● TEXT FOR ANALYSIS
For all but a few rare prospects, every player has ups and downs developing. Baseball is a difficult game that requires consistent adjustments, and asking 17- to 23-year-old players to make them on the fly is asking a lot.
And while teams are (mostly) patient, many prospects face a make-or-break season, a season where we find out if that player is going to make those adjustments and contribute to a big league roster, or find the flaws too much to overcome.
"Giving up on a prospect is one of the hardest things to do," said an AL front-office member. "We spend so much time with these players, sometimes we refuse to move these players in trades, and we want these kids to succeed. Sooner or later, however, we have to see them make the necessary adjustments, and if they can't, we have to move on. It's a lot easier said than done, but it has to happen."
Here's a look at five prospects who are facing make-or-break seasons in 2017, with help from two scouts who saw these players in action in 2016.
D.J. Peterson, 1B, Seattle Mariners
2016: Ranked No. 5 in Keith Law's Mariners Top 10
The Mariners took Peterson in the middle of the first round in 2013, and many thought that because of his advanced offensive profile he'd rise quickly through the Seattle system. After a strong 2014 season, however, Peterson has regressed, and he no longer appears to be the future at first base in Seattle.
"I think the approach has caught up to him," an NL Central scout said. "At the lower levels he could take advantage of the mistakes because of natural talent. At the higher levels, teams can exploit the lack of patience and are willing to throw secondary stuff early in counts. If he doesn't make adjustments, he's going to be no more than a bench bat. It's too bad, because he looked like a middle-of-the-order hitter not too long ago."

● REQUIRED ACTION
Could you transcribe the passage of the prospects article between "And while teams" and "action in 2016.", inclusive?

● RECORD SET

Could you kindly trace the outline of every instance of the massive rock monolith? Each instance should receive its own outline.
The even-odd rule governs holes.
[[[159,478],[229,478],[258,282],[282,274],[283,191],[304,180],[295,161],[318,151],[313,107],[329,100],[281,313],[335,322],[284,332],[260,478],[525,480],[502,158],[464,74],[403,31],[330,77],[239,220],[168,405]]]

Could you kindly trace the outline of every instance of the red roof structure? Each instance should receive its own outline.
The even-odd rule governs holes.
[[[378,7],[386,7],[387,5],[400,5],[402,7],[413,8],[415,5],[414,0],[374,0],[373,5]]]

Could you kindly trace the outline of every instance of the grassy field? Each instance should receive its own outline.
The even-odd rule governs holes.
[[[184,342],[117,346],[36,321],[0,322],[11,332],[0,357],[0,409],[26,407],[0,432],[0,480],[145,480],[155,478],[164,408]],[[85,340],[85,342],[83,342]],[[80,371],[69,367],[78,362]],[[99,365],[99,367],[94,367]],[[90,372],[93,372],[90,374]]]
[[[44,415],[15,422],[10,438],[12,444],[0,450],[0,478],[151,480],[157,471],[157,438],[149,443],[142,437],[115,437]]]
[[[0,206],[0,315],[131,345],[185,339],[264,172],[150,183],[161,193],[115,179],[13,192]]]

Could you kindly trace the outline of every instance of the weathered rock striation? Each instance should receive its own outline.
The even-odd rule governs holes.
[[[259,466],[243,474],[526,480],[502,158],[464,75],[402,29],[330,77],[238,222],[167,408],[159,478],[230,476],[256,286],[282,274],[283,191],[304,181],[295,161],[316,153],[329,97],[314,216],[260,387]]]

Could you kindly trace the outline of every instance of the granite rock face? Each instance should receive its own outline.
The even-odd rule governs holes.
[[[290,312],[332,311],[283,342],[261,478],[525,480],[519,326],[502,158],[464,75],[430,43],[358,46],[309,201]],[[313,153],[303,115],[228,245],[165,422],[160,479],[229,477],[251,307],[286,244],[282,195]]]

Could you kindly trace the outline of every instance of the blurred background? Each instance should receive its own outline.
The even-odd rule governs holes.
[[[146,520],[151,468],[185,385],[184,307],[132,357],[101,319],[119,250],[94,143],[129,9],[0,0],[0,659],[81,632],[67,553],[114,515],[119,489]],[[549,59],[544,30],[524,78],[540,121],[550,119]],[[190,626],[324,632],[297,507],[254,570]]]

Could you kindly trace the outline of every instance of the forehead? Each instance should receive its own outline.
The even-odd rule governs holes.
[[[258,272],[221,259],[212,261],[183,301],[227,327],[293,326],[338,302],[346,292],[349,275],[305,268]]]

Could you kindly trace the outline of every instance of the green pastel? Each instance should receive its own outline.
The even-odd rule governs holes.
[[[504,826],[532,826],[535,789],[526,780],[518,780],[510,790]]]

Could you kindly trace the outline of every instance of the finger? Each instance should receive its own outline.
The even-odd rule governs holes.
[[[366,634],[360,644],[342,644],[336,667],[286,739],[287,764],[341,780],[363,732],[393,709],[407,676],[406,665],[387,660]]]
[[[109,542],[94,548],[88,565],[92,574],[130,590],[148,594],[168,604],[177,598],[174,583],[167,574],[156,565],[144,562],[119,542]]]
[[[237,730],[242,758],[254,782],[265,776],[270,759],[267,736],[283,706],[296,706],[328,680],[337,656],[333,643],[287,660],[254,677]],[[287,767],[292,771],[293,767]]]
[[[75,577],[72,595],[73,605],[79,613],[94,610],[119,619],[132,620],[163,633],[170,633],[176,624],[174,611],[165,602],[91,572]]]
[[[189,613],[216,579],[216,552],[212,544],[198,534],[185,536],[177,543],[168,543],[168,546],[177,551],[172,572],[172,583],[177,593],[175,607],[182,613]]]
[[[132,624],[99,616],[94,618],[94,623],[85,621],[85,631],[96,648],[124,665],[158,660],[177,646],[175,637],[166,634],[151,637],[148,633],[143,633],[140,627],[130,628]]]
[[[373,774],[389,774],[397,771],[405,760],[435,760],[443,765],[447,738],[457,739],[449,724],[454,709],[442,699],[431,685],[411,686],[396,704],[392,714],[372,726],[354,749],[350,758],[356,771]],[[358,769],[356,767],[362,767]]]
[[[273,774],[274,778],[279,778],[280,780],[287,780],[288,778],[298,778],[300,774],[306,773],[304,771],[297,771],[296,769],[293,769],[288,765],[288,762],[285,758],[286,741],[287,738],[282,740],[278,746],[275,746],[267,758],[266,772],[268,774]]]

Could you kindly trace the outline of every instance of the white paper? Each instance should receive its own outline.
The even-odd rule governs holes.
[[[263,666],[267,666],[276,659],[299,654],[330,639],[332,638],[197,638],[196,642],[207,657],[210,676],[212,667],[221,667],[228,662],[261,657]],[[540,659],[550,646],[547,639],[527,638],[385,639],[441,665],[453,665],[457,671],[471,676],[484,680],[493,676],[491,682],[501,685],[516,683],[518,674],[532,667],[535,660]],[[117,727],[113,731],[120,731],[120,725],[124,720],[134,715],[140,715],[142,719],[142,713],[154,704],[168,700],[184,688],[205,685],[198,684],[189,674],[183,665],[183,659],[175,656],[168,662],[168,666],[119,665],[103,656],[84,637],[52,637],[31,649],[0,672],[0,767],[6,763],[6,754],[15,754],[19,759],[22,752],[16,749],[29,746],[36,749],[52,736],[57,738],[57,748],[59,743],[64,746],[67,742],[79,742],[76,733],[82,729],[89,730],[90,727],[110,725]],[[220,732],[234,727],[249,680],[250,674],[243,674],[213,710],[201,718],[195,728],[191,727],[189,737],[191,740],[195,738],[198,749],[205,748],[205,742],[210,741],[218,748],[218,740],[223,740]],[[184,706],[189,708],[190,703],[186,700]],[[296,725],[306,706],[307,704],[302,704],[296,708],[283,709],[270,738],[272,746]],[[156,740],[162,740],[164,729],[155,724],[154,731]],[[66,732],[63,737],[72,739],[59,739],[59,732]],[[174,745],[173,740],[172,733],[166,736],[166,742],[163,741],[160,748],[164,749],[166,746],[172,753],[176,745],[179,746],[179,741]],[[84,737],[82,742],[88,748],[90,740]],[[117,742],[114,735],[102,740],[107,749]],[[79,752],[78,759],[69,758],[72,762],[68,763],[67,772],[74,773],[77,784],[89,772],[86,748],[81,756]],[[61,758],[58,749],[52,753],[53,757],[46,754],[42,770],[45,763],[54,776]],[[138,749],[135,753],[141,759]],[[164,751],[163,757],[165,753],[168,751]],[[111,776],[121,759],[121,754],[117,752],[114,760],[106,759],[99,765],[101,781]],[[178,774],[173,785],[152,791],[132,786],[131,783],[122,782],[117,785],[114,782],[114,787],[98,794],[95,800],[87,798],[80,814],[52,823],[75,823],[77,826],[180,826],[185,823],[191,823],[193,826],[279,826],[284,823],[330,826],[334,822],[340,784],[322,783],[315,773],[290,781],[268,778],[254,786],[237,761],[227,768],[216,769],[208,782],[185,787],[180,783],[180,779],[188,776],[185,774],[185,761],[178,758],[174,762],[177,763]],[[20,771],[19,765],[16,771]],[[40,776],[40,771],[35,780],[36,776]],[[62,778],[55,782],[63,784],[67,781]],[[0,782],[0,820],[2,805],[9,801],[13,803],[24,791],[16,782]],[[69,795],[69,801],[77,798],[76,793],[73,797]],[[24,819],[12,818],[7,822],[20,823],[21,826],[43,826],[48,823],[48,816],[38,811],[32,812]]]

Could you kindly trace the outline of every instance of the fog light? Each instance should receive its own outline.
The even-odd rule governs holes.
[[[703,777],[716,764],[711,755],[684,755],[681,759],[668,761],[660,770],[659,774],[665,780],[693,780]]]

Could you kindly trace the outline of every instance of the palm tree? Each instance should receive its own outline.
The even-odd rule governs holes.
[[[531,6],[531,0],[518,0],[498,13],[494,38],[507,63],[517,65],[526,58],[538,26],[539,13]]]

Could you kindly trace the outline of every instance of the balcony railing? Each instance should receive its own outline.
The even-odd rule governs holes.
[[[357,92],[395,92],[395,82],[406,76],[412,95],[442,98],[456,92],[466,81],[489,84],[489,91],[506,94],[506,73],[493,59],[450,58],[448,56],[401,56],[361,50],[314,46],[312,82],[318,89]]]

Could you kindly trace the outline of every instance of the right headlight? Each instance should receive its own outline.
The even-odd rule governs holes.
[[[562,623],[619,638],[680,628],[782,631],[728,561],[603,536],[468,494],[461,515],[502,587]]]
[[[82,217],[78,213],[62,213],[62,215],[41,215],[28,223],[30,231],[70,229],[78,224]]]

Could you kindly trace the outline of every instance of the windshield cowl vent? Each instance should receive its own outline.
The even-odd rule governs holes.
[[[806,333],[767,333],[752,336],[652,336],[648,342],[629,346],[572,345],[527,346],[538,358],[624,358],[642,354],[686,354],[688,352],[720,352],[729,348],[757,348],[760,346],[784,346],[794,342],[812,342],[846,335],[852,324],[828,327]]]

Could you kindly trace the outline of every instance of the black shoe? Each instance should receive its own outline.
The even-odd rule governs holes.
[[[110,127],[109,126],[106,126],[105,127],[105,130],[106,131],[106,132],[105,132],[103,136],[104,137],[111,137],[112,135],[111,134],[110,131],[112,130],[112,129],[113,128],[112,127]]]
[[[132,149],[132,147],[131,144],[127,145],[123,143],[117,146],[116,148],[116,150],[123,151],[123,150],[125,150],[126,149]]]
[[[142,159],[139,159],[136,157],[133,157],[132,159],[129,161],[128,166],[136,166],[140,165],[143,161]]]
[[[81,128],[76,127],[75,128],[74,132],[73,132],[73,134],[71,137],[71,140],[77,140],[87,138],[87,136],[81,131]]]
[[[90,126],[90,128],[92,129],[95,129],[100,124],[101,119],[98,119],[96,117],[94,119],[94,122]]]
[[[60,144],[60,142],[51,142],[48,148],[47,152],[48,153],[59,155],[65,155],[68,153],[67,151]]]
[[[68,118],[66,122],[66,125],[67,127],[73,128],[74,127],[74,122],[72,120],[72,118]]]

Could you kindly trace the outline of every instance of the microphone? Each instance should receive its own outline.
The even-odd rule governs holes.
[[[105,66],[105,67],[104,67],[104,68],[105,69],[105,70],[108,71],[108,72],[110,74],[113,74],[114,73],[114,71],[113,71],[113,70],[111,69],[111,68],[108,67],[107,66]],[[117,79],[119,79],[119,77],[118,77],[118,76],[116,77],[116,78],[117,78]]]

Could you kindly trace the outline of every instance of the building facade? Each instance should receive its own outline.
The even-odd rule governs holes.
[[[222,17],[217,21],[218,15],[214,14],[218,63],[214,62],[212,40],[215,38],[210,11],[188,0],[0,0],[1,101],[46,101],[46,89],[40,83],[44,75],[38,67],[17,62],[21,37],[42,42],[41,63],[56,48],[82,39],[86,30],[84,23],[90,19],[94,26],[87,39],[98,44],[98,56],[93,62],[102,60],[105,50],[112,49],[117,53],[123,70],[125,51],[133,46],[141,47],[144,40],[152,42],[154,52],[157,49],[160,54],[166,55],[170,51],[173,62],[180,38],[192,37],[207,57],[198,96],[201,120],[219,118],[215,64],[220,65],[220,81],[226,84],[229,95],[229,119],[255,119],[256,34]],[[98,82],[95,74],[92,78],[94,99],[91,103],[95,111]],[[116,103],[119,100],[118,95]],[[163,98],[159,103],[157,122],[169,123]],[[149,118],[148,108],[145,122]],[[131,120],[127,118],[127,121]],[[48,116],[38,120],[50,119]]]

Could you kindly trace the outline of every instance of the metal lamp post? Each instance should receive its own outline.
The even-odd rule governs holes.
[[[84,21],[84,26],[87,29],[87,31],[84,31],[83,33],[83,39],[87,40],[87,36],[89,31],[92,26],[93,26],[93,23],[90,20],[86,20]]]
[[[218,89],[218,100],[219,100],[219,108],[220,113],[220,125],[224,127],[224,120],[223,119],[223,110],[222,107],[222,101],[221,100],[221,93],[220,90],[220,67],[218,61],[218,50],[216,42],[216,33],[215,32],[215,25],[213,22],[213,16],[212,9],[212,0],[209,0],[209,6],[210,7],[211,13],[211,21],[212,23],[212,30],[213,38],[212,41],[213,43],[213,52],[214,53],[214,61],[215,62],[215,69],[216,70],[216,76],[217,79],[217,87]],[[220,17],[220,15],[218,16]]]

● EXPECTED ANSWER
And while teams are (mostly) patient, many prospects face a make-or-break season, a season where we find out if that player is going to make those adjustments and contribute to a big league roster, or find the flaws too much to overcome.
"Giving up on a prospect is one of the hardest things to do," said an AL front-office member. "We spend so much time with these players, sometimes we refuse to move these players in trades, and we want these kids to succeed. Sooner or later, however, we have to see them make the necessary adjustments, and if they can't, we have to move on. It's a lot easier said than done, but it has to happen."
Here's a look at five prospects who are facing make-or-break seasons in 2017, with help from two scouts who saw these players in action in 2016.